───── Supplied records
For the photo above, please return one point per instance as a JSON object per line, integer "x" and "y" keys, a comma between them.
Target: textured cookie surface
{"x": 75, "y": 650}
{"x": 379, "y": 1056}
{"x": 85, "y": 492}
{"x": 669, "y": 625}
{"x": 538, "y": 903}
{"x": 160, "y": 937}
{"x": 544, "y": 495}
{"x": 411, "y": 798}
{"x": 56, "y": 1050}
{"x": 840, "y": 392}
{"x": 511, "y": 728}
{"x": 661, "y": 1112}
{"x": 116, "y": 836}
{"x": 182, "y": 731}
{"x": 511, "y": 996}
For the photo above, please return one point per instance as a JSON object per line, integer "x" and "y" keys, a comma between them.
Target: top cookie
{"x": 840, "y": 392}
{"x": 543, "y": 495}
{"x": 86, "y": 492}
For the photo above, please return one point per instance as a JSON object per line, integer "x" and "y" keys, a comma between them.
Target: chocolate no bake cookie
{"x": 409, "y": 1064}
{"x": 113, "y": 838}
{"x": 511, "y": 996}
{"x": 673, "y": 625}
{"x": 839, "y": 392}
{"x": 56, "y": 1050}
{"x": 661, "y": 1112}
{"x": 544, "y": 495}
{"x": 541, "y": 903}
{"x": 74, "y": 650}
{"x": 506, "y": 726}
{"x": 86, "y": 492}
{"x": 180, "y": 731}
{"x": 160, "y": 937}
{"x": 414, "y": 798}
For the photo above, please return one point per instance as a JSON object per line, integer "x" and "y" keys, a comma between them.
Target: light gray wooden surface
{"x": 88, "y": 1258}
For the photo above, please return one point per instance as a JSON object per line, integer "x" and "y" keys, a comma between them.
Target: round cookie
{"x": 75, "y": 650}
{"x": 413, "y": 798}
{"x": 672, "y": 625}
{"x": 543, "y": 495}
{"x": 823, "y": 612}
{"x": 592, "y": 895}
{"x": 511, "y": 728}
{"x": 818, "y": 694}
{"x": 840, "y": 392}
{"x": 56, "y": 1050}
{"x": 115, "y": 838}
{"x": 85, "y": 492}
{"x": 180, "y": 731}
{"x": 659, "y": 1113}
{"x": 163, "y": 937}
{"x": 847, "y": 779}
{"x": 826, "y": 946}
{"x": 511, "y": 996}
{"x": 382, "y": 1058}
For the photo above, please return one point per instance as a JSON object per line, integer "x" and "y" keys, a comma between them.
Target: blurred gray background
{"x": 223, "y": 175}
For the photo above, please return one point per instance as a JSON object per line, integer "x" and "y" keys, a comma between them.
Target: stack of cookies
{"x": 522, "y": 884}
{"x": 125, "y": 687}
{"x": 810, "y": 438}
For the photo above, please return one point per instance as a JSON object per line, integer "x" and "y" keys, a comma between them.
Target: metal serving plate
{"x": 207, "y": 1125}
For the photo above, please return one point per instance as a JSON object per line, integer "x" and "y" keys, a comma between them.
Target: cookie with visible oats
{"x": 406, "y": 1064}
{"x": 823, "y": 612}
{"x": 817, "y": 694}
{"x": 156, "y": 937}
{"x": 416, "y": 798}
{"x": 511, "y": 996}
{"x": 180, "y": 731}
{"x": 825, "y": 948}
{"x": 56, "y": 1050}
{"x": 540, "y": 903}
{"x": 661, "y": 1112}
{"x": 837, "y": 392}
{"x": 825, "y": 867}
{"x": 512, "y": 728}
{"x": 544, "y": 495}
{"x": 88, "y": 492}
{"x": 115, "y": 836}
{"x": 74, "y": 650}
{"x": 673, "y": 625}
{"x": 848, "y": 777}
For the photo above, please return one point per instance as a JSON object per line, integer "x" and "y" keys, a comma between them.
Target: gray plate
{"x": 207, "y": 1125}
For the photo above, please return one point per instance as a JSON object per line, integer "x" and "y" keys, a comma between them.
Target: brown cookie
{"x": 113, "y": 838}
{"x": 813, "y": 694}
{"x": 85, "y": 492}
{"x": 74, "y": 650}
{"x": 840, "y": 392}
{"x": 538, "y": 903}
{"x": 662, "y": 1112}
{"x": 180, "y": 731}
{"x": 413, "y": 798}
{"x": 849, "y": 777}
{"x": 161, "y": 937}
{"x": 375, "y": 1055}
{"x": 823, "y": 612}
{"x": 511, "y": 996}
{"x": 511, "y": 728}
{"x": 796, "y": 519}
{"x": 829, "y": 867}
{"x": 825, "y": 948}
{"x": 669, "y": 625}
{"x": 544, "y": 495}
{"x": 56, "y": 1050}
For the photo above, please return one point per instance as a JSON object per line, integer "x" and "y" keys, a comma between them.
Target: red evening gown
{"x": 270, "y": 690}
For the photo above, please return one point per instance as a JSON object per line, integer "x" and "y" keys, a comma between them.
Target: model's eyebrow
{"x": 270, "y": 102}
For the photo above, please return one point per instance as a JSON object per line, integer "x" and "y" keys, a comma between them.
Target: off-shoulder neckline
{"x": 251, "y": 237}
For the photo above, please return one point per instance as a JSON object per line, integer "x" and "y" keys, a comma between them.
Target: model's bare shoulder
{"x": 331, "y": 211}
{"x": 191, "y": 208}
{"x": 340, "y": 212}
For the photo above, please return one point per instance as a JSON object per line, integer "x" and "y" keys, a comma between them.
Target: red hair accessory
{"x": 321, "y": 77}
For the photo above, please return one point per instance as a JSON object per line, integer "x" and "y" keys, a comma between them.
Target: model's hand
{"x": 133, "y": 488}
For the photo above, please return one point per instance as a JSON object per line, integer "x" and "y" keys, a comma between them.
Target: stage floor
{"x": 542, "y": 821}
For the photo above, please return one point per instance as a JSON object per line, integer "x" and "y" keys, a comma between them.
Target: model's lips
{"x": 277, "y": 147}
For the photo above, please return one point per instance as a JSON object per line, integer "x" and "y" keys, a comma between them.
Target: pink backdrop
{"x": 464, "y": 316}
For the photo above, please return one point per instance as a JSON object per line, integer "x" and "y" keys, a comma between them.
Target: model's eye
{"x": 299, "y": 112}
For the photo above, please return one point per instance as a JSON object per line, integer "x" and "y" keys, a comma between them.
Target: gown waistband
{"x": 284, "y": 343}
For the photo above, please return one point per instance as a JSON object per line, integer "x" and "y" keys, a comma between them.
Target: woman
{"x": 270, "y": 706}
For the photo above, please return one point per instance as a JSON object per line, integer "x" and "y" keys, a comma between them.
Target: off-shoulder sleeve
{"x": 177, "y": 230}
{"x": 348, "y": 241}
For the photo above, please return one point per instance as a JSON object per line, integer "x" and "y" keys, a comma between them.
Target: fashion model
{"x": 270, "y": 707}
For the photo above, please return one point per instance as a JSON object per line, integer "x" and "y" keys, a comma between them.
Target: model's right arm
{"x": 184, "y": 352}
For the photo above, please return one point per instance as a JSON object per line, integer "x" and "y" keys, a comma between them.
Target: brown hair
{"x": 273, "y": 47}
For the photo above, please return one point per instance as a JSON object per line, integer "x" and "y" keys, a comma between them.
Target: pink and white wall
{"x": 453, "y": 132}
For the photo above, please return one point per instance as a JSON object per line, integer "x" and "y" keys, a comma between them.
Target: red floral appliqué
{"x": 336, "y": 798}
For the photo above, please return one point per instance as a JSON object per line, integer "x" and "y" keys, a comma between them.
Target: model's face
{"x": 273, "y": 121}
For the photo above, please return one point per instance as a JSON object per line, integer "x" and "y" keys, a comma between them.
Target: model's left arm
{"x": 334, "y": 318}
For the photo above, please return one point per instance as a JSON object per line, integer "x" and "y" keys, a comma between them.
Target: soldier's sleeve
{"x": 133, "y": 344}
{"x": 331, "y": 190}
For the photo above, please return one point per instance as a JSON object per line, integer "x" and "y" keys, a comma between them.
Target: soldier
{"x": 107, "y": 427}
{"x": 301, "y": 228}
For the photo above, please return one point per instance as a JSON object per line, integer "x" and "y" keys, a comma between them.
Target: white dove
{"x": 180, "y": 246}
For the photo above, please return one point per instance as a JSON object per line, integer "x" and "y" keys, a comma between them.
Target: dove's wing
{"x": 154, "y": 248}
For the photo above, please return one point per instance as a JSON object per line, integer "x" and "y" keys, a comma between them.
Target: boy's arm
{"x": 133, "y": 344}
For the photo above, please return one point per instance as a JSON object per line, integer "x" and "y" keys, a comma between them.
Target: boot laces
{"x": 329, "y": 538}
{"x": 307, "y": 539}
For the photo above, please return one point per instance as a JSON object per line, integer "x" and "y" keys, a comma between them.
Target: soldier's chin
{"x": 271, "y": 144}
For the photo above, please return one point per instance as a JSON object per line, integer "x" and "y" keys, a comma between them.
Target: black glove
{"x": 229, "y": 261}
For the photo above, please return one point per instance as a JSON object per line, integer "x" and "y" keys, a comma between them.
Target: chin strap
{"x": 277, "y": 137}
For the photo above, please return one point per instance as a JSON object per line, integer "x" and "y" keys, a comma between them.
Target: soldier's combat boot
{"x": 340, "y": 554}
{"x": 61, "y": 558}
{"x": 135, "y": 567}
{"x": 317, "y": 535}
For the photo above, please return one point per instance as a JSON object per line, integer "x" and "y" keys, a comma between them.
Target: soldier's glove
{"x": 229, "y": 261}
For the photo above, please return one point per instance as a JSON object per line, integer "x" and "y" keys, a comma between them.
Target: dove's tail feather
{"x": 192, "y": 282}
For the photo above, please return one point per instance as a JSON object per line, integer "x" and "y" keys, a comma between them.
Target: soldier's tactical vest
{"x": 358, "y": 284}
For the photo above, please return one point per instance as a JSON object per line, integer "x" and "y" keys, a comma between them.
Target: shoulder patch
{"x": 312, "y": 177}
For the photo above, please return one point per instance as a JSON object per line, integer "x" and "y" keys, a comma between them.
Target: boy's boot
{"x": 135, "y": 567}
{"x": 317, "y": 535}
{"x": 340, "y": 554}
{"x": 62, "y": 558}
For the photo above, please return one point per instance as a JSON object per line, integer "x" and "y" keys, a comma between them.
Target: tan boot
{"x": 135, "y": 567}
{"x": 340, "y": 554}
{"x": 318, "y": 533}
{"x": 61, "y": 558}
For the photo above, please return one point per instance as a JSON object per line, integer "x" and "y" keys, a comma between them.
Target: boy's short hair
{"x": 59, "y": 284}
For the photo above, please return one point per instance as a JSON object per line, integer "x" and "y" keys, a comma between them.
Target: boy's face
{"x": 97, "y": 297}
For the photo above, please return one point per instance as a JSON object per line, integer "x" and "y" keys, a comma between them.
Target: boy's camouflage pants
──────────
■ Written request
Pull out every line in the items above that contains the word "white".

■ Problem solution
Target: pink and white wall
Target: white dove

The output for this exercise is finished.